*Page text:*
▼

Convicted murderer and British nurse Lucy Letby will stand a retrial for allegations that she tried to murder a baby girl while on-duty in September 2016.
"We are disappointed with the CPS decision to not proceed with a retrial on all of the cases," Tamlin Bolton of the law firm Switalskis Solicitors, which represents some of the affected families, told The Independent.
"We believe that the families of the further alleged victims still have questions that are unanswered, and they deserve to know what happened to their children," she added.
A British court convicted Letby, 33, of murdering seven babies and the attempted murder of six others while working at the Countess of Chester Hospital in Manchester, England, between 2015 and 2016. A court convicted her following a 10-month trial and even acquitted her on two other charges of attempted murder.
Letby’s crimes amount to the worst child serial killer case in the modern history of the U.K., according to ABC News. She denied all crimes and appealed against her conviction earlier this month.
The Crown Prosecution Service – the British agency tasked with conducting criminal prosecutions in England and Wales – on Monday announced it would reopen the case on one of the six attempted murders.

▲

*Given entries:*
▼

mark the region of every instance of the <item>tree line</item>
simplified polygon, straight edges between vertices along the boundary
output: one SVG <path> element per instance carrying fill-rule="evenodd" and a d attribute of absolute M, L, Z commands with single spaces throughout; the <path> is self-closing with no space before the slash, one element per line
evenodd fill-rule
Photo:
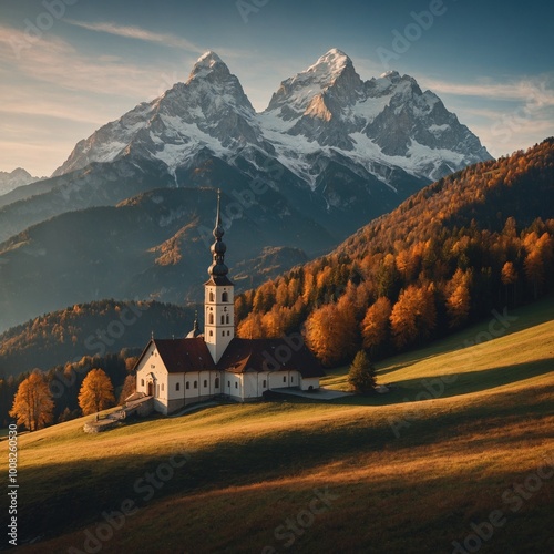
<path fill-rule="evenodd" d="M 34 369 L 0 379 L 0 418 L 11 418 L 30 431 L 61 423 L 116 404 L 135 390 L 132 369 L 136 357 L 127 351 L 105 357 L 84 356 L 78 362 L 49 371 Z"/>
<path fill-rule="evenodd" d="M 554 285 L 554 138 L 468 167 L 236 299 L 238 336 L 301 330 L 327 366 L 420 346 Z"/>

▲

*Activity 1:* According to the article on Lucy Letby, how long was the trial that ended in her conviction?
*Activity 2:* Continue the article on Lucy Letby from the point where it stops.
Nothing in the entries is used in any way here.

*Answer space 1:* The trial lasted 10 months.

*Answer space 2:*
Letby attended the hearing on the retrial via video conference from His Majesty’s Prison New Hall in Wakefield, West Yorkshire, where she is serving out a sentence of life in prison.
Jonathan Storer, crown prosecutor for Mersey-Chesire, told reporters that the decision to retry one of the remaining cases was "extremely complex and difficult."
"Before reaching our conclusions, we listened carefully to the views of the families affected, police and prosecution counsel," Storer explained. "Many competing factors were considered including the evidence heard by the court during the long trial and its impact on our legal test for proceeding with a prosecution.
"We have met with all the families affected by these decisions to explain how they were reached," he added.
The BBC reported that the court set a provisional date of June 10, 2024 for the retrial, and the case will like last up to three weeks.